**PROBLEM REQUIREMENTS:** Rewrite the records below, replacing every occurrence of "Located at" with "Found at" and leaving everything else unchanged.

◇ ◇ ◇

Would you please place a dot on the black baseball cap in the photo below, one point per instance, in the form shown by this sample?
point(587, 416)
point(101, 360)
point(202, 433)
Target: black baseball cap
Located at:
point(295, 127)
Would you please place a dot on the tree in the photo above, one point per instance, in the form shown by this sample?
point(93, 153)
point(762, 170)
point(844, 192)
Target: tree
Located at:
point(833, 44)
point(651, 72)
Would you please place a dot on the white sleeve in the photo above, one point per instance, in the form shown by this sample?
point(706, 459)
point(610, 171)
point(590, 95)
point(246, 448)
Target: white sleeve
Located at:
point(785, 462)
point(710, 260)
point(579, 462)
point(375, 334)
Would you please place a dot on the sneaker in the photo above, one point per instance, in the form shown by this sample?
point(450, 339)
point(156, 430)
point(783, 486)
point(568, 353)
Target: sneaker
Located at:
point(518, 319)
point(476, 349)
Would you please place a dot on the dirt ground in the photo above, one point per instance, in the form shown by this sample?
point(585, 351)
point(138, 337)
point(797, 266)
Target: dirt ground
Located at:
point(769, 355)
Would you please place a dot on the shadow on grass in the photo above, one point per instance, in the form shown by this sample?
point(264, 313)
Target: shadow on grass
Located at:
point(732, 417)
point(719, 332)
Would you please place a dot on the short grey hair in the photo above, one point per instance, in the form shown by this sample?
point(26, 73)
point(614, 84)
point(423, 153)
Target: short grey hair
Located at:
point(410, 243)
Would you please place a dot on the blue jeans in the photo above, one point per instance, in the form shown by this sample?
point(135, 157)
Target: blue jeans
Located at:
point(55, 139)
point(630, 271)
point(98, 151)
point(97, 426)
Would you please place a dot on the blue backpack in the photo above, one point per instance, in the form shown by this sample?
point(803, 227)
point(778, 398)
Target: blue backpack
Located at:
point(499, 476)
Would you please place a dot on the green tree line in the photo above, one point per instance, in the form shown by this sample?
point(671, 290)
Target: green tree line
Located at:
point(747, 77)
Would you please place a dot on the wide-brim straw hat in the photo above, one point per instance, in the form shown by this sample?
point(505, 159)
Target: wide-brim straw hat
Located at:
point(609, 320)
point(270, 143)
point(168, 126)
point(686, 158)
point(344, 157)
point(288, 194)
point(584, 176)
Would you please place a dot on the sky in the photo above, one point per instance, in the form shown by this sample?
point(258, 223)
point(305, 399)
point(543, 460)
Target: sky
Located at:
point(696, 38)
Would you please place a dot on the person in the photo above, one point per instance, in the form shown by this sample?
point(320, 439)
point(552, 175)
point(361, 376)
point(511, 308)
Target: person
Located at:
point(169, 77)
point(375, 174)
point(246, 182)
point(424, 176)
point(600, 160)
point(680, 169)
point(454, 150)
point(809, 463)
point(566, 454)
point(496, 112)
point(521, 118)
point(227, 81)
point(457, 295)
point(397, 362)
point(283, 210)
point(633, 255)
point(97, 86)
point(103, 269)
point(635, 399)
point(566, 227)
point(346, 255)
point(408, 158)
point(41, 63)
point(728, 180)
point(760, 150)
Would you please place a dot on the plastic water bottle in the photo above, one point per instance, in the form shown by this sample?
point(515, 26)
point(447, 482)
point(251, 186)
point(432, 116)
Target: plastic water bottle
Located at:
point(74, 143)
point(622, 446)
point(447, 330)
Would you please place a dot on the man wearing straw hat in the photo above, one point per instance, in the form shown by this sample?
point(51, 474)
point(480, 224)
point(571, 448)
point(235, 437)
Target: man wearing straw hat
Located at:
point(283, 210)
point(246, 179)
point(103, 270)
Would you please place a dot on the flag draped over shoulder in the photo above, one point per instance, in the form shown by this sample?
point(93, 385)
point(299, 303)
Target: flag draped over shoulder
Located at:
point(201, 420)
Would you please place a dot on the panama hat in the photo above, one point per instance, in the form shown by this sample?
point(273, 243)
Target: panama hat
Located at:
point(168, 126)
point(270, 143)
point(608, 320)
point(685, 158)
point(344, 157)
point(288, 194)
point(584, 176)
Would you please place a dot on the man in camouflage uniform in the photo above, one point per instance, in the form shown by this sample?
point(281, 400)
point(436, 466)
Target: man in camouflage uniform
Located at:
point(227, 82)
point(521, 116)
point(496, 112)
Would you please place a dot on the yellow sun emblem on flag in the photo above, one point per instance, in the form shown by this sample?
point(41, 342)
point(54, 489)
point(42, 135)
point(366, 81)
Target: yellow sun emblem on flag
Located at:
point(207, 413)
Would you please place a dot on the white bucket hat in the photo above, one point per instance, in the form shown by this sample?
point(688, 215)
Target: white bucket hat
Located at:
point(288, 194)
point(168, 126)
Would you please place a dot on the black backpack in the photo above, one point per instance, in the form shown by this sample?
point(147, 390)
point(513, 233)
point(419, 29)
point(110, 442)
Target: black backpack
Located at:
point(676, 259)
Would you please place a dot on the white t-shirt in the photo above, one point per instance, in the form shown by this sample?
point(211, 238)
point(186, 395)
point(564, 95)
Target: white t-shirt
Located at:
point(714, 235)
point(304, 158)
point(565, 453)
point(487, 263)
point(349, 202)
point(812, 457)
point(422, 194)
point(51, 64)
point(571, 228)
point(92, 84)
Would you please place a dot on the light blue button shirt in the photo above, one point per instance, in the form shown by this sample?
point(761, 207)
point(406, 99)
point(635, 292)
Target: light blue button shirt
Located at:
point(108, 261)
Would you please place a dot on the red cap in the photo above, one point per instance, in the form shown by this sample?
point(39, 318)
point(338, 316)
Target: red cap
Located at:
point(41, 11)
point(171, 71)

◇ ◇ ◇

**ANSWER TO THE EXERCISE:**
Would you please place a dot on the black baseball cap in the photo below, one point per instance, in the form shown by this sample?
point(587, 416)
point(101, 360)
point(202, 433)
Target: black baseball cap
Found at:
point(295, 127)
Would you please place a dot on the tree in the photo above, one point per instance, in the form shown by this sample?
point(93, 153)
point(762, 170)
point(844, 192)
Target: tree
Found at:
point(833, 44)
point(651, 72)
Would you please place a dot on the white sleeve in the photo above, one point per instance, in the form shown by this sample?
point(706, 459)
point(610, 171)
point(590, 95)
point(246, 448)
Target: white sleeve
Found at:
point(785, 462)
point(710, 260)
point(579, 462)
point(375, 334)
Would you please place a dot on the sneaker in the photo above, one point per instance, in the form shown by this sample?
point(450, 339)
point(156, 430)
point(783, 486)
point(568, 353)
Target: sneaker
Found at:
point(518, 319)
point(476, 349)
Would you please place a dot on the dirt ground in the photo above, one point per instance, in the form shown by this sample?
point(585, 351)
point(138, 337)
point(797, 266)
Target: dirt ground
Found at:
point(769, 355)
Would you please place a dot on the shadow on grass in the photo above, one point per instance, in the form shown by this sample?
point(264, 313)
Target: shadow on grass
Found at:
point(732, 417)
point(719, 332)
Would you please place a dot on the short grey hair in the photo above, one point per instance, in the form shown by this sample?
point(26, 73)
point(614, 84)
point(423, 153)
Target: short grey hair
Found at:
point(410, 243)
Would you please place a dot on the blue jeans in the photo above, one point per instance, in the form shown by this sample?
point(135, 157)
Target: blue jeans
Found at:
point(55, 139)
point(630, 271)
point(98, 151)
point(97, 426)
Would you please place a dot on the blue backpack in the photo above, one point per instance, in the form shown by this sample?
point(803, 227)
point(778, 398)
Target: blue backpack
Found at:
point(499, 476)
Would you please place a dot on the green tree line in the photo above, one point per instance, in the form shown by this sample?
point(671, 290)
Target: green tree line
Found at:
point(747, 77)
Would you please place a dot on the wide-brim straw hat in the photo above, one point per instance, in the form shown by this sample?
point(505, 159)
Target: wide-brim straw hat
Found at:
point(609, 320)
point(270, 143)
point(168, 126)
point(686, 158)
point(344, 157)
point(288, 194)
point(584, 176)
Would you please place a dot on the sky in the photo above, one point per instance, in the form shown by this sample?
point(258, 223)
point(305, 399)
point(543, 460)
Target: sky
Found at:
point(696, 38)
Would you please place a dot on the person in the photo above, one point per instance, in the form shown by this sample?
point(320, 439)
point(552, 175)
point(361, 376)
point(511, 308)
Target: person
Found at:
point(169, 77)
point(375, 174)
point(246, 182)
point(424, 176)
point(600, 160)
point(680, 169)
point(454, 150)
point(809, 463)
point(566, 454)
point(496, 112)
point(521, 118)
point(227, 81)
point(457, 295)
point(397, 362)
point(283, 210)
point(633, 255)
point(97, 86)
point(103, 269)
point(635, 399)
point(566, 227)
point(346, 255)
point(408, 158)
point(41, 63)
point(728, 180)
point(760, 150)
Would you please place a dot on the plastic water bottle in the photo above, one point per instance, in the form shown by this sample?
point(515, 26)
point(447, 482)
point(251, 186)
point(432, 116)
Target: plastic water bottle
Found at:
point(74, 143)
point(622, 446)
point(447, 330)
Would you please place a dot on the man wearing straw hat in the photo above, one point per instance, in the form shown by this sample?
point(51, 474)
point(480, 224)
point(571, 448)
point(235, 437)
Target: man wearing straw hat
Found at:
point(283, 210)
point(246, 179)
point(103, 270)
Would you please place a dot on the flag draped over shoulder in the photo above, one point per instance, in the form shown by this sample?
point(93, 385)
point(299, 303)
Target: flag draped over shoulder
Found at:
point(201, 420)
Would you please place a dot on the panama hat in the photo above, one point per instance, in the form shown by this sample?
point(273, 243)
Target: panama hat
Found at:
point(168, 126)
point(270, 143)
point(608, 320)
point(685, 158)
point(344, 157)
point(288, 194)
point(584, 176)
Would you please place a dot on the man in camouflage uniform in the photo above, one point per instance, in the form shown by this sample?
point(281, 400)
point(436, 466)
Target: man in camouflage uniform
Found at:
point(227, 82)
point(521, 116)
point(496, 112)
Would you please place a dot on the yellow sun emblem on flag in the photo above, one point per instance, in the form shown by this sample?
point(41, 342)
point(54, 489)
point(42, 135)
point(366, 81)
Target: yellow sun emblem on flag
Found at:
point(207, 413)
Would you please place a dot on the white bucket hat in the photo above, one point per instance, in the form shown by this sample?
point(688, 215)
Target: white bucket hat
Found at:
point(288, 194)
point(168, 126)
Would you please place a dot on the black backpack in the photo above, one point per instance, in the form shown by this sample?
point(147, 390)
point(513, 233)
point(419, 29)
point(110, 442)
Target: black backpack
Found at:
point(676, 259)
Would you please place a dot on the white t-shirt in the photo above, one point per instance, in the form shown by this sample?
point(211, 238)
point(186, 395)
point(564, 95)
Target: white t-shirt
Found at:
point(714, 235)
point(304, 158)
point(565, 453)
point(487, 263)
point(349, 202)
point(812, 457)
point(422, 194)
point(51, 64)
point(571, 228)
point(92, 84)
Would you please place a dot on the light blue button shirt in the photo above, one point per instance, in the form shown by this sample?
point(761, 207)
point(406, 99)
point(635, 292)
Target: light blue button shirt
Found at:
point(108, 261)
Would you please place a dot on the red cap in the photo above, one point per instance, in the form shown by this sample?
point(39, 318)
point(338, 316)
Target: red cap
Found at:
point(41, 11)
point(171, 71)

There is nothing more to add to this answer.